**The task**
Which lines in the records below contain the word "grass"? Show every such line in full.

**Provided records**
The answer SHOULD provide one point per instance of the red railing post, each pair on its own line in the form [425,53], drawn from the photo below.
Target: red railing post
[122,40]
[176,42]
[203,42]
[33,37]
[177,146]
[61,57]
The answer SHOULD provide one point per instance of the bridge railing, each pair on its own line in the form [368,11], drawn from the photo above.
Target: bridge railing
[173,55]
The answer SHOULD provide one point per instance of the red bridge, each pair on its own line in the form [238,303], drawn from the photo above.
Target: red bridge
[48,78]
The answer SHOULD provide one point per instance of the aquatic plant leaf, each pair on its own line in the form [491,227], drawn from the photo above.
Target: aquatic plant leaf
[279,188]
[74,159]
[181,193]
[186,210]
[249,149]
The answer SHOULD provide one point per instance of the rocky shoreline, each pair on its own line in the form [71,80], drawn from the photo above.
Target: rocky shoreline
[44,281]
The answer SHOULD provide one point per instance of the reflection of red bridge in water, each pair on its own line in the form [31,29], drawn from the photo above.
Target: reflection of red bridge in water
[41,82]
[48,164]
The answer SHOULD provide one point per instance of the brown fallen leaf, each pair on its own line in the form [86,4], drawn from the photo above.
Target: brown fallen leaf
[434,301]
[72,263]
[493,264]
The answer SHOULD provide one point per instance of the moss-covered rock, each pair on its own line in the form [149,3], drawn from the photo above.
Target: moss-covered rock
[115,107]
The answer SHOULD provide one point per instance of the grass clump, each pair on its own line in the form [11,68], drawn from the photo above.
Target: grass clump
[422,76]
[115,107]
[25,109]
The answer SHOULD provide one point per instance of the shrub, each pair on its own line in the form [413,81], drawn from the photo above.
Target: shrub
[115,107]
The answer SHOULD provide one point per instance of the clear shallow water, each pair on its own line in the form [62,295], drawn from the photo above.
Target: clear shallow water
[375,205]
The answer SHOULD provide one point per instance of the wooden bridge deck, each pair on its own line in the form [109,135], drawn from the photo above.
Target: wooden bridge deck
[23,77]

==

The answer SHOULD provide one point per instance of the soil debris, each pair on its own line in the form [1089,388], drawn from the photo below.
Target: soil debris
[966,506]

**The solution**
The answer SHOULD provide one point per instance of the grass clump, each pair on its own line in the form [11,68], drawn from the photo above.
Target: grass clump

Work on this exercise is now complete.